** EXERCISE DIRECTIONS **
Taking the line that contains "If you would be willing to indicate the closet shelf" as the first, copy each line exactly up to and including the last line below.

-- EXERCISE DATA follows --

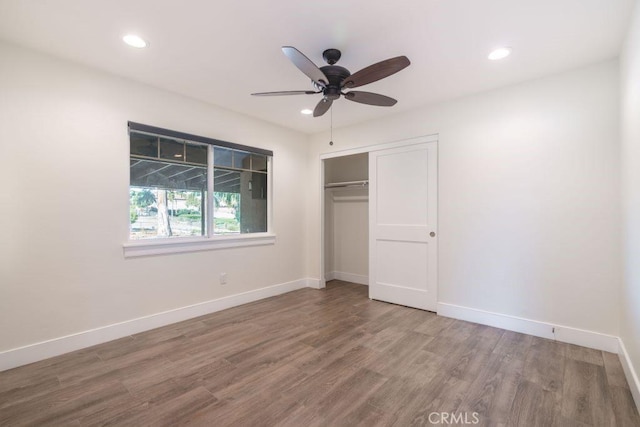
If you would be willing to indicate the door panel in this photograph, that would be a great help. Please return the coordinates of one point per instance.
(402, 214)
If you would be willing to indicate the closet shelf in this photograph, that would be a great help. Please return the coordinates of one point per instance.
(345, 184)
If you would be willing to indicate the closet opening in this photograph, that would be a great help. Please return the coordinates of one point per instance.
(346, 218)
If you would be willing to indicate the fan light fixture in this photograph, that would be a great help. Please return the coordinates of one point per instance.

-- EXERCISE DATA concluded --

** RESPONSE BOX **
If you would be willing to indicate the closet shelf in this photograph, that would be a great help. Please return the coordinates of one point per instance.
(345, 184)
If you would be willing to indicate the closet opening in this photograph, that would be a great help. Please return the coordinates of one point per instance.
(346, 218)
If you would be willing to indicate the fan light fixture in this photograph, that would be a great help. Please return the coordinates of one point per instance.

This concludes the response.